* Request
Turn every line of the records below into a Markdown table with the columns "No." and "Line," numbering the rows in order and leaving out any blank lines.

Entries from a point annotation set:
--- START ---

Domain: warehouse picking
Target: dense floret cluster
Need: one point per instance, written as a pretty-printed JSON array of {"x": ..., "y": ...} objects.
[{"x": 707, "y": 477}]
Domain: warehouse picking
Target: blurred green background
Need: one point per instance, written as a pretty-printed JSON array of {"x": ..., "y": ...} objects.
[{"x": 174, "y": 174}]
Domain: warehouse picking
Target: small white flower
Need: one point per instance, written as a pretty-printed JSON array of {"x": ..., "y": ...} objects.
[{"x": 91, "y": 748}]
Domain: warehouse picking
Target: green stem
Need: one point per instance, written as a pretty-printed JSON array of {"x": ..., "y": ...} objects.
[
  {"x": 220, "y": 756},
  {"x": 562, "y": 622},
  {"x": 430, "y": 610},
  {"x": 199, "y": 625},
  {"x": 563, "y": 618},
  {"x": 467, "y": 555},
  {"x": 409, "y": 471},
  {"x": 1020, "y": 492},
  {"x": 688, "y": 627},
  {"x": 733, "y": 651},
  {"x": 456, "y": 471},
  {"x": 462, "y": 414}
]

--- END ---

* Task solution
| No. | Line |
|---|---|
| 1 | Domain: warehouse picking |
| 2 | Target: dense floret cluster |
| 3 | Need: one point per instance, written as a pretty-printed JSON array of {"x": ..., "y": ...} objects. |
| 4 | [{"x": 707, "y": 477}] |
| 5 | Domain: warehouse picking |
| 6 | Target: blurred green background |
| 7 | Need: one point per instance, written as a pretty-printed JSON array of {"x": ..., "y": ...} objects. |
| 8 | [{"x": 174, "y": 174}] |
| 9 | Domain: warehouse picking |
| 10 | Target: small white flower |
| 11 | Need: one point per instance, written as a pretty-printed JSON array of {"x": ..., "y": ...} objects. |
| 12 | [{"x": 91, "y": 748}] |
| 13 | Domain: warehouse picking |
| 14 | Target: green stem |
| 15 | Need: one point per instance, written as a pretty-printed JSON array of {"x": ..., "y": ...} objects. |
| 16 | [ |
| 17 |   {"x": 220, "y": 756}, |
| 18 |   {"x": 562, "y": 622}, |
| 19 |   {"x": 430, "y": 610}, |
| 20 |   {"x": 199, "y": 625}, |
| 21 |   {"x": 563, "y": 618}, |
| 22 |   {"x": 467, "y": 555}, |
| 23 |   {"x": 409, "y": 471}, |
| 24 |   {"x": 1020, "y": 492}, |
| 25 |   {"x": 688, "y": 627}, |
| 26 |   {"x": 733, "y": 651}, |
| 27 |   {"x": 456, "y": 471}, |
| 28 |   {"x": 462, "y": 414} |
| 29 | ] |